A run of records:
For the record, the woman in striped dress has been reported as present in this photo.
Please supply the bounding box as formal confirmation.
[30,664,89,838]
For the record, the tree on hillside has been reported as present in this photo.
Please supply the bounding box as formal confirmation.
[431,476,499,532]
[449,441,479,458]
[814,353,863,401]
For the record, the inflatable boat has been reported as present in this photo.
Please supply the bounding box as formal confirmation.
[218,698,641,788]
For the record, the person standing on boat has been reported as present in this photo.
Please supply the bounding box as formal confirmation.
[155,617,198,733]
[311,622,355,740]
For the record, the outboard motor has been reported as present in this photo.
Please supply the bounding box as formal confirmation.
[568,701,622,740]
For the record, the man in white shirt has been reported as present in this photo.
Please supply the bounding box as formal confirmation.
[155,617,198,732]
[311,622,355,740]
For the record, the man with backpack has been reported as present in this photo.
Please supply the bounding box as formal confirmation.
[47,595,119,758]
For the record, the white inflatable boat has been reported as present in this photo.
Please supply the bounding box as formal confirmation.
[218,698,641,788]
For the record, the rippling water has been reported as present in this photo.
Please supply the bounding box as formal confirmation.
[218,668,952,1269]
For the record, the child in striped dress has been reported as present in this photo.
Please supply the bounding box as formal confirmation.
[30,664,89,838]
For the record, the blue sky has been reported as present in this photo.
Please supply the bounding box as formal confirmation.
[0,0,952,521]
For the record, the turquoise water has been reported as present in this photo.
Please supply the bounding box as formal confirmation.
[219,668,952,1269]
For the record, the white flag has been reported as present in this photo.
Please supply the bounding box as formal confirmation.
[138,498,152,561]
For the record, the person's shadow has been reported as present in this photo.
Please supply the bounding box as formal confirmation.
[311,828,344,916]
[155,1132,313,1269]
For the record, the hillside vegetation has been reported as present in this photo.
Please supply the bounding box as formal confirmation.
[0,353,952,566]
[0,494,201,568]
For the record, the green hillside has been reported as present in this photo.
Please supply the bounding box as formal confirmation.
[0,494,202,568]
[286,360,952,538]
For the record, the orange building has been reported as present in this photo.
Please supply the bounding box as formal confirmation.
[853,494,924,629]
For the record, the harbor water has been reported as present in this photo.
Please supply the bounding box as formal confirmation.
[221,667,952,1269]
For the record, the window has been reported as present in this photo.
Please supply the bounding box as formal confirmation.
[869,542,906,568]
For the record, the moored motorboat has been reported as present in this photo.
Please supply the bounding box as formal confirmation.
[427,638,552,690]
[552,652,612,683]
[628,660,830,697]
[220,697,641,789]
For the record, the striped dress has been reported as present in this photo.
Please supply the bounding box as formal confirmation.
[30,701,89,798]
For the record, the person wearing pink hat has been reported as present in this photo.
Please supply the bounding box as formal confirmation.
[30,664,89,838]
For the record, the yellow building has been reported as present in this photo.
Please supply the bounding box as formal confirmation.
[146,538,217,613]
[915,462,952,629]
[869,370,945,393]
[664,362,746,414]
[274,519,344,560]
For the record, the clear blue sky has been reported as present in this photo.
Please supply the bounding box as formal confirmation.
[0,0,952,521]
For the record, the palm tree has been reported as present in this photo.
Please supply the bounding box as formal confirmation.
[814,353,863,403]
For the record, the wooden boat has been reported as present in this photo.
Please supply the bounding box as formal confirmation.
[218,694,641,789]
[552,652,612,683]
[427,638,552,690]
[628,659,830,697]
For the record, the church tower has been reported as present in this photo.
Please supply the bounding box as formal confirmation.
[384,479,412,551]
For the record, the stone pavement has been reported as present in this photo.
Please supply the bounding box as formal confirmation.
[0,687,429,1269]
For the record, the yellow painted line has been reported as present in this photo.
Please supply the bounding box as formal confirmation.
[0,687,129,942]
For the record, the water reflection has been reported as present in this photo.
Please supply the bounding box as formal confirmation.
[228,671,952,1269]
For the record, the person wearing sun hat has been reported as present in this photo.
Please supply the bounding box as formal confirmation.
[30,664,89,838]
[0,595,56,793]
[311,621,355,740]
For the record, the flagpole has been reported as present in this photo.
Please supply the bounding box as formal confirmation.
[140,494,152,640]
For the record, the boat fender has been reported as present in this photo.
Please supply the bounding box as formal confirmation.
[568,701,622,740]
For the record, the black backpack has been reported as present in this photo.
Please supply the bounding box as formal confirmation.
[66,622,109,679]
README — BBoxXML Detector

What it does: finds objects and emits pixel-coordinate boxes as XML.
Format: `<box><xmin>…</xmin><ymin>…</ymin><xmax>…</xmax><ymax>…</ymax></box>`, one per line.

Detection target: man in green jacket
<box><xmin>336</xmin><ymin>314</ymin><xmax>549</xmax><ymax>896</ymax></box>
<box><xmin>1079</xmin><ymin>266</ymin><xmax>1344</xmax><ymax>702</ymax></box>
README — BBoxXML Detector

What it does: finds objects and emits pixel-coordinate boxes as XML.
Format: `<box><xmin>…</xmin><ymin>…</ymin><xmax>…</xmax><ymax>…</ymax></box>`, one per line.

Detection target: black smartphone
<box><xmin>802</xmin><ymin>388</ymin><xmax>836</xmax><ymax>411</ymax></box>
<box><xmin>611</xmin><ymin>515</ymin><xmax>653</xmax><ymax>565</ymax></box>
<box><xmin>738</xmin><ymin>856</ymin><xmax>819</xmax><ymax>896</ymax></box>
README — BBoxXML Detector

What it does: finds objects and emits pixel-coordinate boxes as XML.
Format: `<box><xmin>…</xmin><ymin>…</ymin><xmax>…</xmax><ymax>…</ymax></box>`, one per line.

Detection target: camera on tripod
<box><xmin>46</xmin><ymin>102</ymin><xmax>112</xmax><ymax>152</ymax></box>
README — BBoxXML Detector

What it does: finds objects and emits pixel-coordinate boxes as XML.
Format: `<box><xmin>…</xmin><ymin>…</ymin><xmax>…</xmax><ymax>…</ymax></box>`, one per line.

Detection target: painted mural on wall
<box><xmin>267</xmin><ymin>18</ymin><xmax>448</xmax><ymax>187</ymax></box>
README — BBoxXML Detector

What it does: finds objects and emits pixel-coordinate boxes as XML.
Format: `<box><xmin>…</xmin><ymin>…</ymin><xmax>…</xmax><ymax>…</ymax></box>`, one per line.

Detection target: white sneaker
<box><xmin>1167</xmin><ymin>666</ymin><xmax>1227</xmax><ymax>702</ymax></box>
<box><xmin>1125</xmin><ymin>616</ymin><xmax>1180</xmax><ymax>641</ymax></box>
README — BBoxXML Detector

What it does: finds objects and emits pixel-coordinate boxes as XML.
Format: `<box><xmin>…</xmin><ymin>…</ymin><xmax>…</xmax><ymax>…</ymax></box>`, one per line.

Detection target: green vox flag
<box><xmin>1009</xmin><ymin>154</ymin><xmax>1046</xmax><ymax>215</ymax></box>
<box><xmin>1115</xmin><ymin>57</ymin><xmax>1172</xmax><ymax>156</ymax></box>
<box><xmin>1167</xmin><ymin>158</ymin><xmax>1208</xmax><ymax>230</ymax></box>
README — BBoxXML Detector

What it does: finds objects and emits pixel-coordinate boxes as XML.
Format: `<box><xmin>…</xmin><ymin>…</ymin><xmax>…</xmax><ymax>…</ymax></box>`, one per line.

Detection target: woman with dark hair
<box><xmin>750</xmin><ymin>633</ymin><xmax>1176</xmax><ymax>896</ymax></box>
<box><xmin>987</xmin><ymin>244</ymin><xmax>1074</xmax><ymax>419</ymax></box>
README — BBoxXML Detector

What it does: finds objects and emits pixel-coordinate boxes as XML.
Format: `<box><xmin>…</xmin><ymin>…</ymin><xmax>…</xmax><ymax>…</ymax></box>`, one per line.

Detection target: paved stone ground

Directions:
Please return each line from the items above that contains the string "inflatable", treating uppercase and lowercase as different.

Correct answer:
For the record, the inflatable boat has been reported as present in this photo.
For the record, the white inflatable boat has been reported as present in this photo.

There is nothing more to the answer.